Challenge A:
Answer from the image-resizing text, one line per answer:
(i) What width is given as an example of a specific limit?
(ii) What happens to transparent areas of a PNG during the resize?
(iii) Which API does the resize use in the browser?
Challenge B: Write out word for word the part of the image-resizing text that opens with "What does the" and closes with "has no alpha.".

Source document:

═══

A common use case is shrinking to meet a specific limit, for example 1920 pixels wide. Note that enlarging a small image past its native resolution cannot add real detail - it only interpolates existing pixels, so it tends to look soft. Resizing always re-encodes the file, which can slightly change quality on lossy formats like JPEG. Everything runs locally with the canvas API, so your image is never uploaded to a server.
Frequently asked questions
Will resizing reduce the quality of my image?
Scaling down is usually clean because you are discarding pixels. Scaling up cannot create new detail, so an enlarged image looks softer. Saving to a lossy format such as JPEG also re-compresses it, which may introduce minor artifacts.
What does the keep aspect ratio lock do?
When it is on, changing one dimension recalculates the other to preserve the original width-to-height proportion, so circles stay round and people are not squashed. Turn it off only if you deliberately want to stretch the image.
Can I resize a PNG without losing transparency?
Yes. PNG keeps its alpha channel through the resize, so transparent areas remain transparent. If you convert the result to JPEG afterward, transparency would be flattened to a solid color since JPEG has no alpha.
Is my photo uploaded anywhere?
No. The resize happens entirely in your browser using the canvas API, so the file stays on your device and nothing is sent to a server.

═══

Dataset content:

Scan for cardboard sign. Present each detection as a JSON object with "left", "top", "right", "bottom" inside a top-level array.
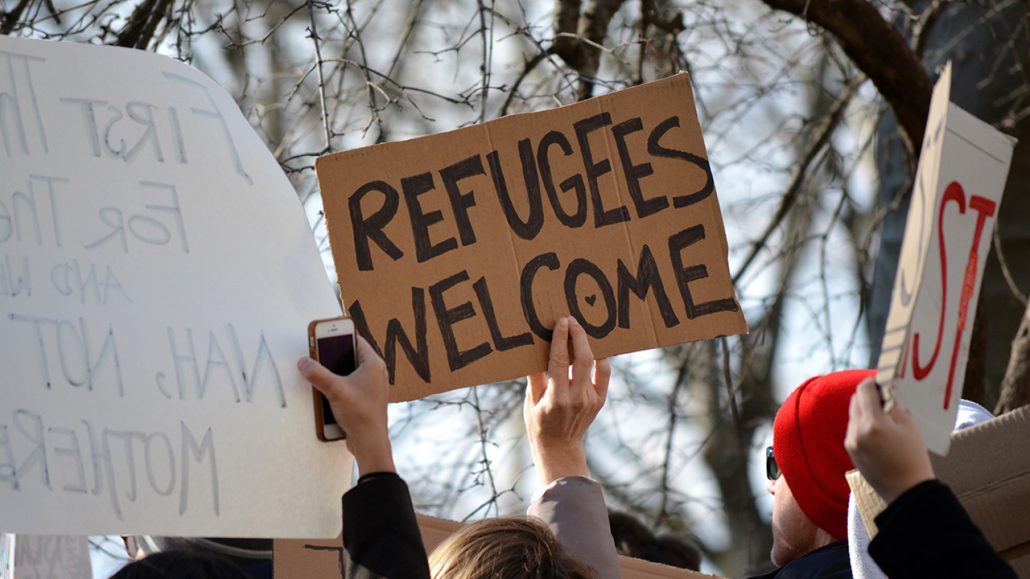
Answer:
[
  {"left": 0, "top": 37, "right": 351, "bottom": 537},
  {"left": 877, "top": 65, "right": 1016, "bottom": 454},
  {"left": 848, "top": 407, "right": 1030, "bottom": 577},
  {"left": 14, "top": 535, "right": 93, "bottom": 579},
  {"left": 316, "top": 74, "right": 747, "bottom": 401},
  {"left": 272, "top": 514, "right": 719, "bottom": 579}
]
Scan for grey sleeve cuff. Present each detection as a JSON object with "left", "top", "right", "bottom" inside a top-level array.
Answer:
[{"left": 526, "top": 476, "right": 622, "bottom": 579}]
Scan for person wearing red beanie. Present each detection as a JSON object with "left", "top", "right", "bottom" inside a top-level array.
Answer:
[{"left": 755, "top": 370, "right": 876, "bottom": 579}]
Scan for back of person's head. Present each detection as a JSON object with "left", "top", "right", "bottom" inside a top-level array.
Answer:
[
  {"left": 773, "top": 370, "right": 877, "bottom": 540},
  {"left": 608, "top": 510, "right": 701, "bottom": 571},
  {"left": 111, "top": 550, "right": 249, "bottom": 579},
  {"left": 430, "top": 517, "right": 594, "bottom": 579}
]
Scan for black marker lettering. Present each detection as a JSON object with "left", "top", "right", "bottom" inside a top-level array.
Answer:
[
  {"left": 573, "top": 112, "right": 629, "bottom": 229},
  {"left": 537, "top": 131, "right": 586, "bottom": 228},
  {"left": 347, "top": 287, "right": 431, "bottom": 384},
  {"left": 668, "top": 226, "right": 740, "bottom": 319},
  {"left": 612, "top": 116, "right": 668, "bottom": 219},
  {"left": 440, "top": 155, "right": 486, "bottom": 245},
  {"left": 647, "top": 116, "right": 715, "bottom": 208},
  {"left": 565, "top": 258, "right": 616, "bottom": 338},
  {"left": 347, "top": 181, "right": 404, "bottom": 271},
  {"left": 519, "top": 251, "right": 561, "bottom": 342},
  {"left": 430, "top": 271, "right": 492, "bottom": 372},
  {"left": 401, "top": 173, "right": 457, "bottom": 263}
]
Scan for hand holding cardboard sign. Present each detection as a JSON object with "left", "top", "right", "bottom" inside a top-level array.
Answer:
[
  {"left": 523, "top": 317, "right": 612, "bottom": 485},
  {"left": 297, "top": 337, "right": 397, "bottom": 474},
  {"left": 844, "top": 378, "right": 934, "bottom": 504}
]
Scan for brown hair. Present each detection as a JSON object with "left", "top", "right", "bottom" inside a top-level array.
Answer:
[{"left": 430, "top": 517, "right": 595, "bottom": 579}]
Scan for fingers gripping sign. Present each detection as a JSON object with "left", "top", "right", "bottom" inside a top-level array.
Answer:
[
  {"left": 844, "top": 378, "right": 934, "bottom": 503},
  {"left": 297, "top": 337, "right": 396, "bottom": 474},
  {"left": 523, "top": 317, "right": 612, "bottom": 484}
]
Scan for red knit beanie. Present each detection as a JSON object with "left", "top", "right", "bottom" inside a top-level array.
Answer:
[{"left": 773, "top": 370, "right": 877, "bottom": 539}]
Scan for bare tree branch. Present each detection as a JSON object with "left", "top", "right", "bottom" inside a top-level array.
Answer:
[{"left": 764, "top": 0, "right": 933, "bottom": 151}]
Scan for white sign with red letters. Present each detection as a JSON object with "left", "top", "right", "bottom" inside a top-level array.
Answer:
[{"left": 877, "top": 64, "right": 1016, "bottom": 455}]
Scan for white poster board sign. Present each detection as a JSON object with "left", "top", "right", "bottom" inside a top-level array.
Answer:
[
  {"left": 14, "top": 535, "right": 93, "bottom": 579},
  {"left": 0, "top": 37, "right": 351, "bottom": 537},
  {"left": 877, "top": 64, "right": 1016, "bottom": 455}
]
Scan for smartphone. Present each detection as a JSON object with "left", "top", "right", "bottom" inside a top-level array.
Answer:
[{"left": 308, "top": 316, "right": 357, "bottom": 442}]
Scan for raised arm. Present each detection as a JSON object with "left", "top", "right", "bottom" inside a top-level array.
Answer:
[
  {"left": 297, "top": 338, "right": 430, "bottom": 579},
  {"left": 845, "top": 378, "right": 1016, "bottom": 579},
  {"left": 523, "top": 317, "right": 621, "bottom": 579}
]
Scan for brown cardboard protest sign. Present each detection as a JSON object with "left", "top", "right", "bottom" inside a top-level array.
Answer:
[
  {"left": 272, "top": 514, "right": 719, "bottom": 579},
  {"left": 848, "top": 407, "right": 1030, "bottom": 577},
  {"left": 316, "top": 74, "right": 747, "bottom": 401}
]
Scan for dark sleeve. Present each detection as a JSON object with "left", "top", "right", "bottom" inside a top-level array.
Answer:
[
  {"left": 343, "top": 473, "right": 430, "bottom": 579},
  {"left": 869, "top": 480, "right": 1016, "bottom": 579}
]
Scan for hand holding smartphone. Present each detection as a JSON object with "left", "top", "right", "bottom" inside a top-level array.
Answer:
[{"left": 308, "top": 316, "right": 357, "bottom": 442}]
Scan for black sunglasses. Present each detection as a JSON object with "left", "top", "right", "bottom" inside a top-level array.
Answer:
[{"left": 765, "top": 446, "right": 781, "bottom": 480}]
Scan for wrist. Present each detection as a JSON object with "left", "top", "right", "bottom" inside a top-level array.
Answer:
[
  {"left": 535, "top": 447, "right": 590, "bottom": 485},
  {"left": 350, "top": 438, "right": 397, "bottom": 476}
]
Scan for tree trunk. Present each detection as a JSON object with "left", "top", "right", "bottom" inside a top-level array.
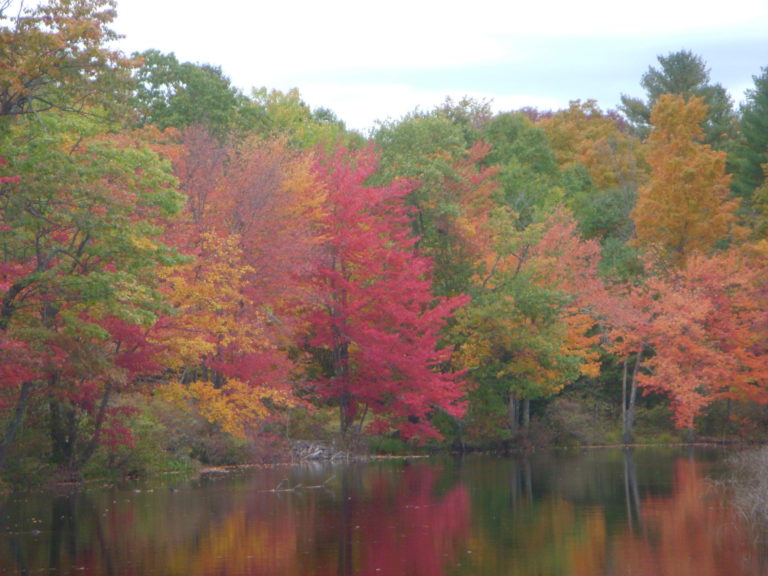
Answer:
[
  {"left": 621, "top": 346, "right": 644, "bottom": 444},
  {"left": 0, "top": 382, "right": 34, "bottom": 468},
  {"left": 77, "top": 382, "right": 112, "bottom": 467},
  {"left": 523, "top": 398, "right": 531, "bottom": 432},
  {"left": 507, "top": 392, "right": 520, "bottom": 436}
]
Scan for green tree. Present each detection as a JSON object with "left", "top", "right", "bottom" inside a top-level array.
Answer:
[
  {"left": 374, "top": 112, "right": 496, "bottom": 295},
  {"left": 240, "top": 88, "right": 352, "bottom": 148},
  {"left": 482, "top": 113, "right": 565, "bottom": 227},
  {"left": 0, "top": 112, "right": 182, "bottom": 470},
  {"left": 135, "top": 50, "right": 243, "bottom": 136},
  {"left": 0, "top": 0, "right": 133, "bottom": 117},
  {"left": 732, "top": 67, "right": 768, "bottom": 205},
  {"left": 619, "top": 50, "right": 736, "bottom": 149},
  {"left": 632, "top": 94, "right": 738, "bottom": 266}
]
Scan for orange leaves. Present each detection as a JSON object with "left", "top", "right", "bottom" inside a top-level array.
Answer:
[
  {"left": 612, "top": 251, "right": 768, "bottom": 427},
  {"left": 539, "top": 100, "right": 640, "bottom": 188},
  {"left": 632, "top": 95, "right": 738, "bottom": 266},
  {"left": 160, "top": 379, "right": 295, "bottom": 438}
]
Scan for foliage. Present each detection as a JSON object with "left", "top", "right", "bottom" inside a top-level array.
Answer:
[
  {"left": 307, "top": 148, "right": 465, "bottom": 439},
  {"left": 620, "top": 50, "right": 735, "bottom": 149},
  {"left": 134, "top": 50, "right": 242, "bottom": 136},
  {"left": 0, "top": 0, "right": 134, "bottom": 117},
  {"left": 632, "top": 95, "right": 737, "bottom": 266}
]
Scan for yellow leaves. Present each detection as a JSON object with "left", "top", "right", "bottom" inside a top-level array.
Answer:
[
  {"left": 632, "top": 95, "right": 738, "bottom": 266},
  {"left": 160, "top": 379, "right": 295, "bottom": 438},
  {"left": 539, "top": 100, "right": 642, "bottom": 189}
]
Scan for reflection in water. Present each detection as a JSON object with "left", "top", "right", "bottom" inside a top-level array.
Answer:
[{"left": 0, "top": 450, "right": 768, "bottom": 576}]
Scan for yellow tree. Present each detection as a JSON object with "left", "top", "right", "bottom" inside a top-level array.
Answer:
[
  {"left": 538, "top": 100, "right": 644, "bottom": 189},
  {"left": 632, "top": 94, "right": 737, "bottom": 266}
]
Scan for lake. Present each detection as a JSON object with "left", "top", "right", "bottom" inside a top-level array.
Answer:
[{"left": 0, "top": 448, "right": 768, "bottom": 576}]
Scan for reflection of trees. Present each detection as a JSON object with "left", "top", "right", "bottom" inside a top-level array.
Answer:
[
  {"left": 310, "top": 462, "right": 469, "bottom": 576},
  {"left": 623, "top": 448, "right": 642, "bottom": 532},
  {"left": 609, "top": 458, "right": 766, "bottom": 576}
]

═══

Result A:
(i) 1920 pixels wide
(ii) They remain transparent.
(iii) The canvas API

Result B:
What does the keep aspect ratio lock do?
When it is on, changing one dimension recalculates the other to preserve the original width-to-height proportion, so circles stay round and people are not squashed. Turn it off only if you deliberately want to stretch the image.
Can I resize a PNG without losing transparency?
Yes. PNG keeps its alpha channel through the resize, so transparent areas remain transparent. If you convert the result to JPEG afterward, transparency would be flattened to a solid color since JPEG has no alpha.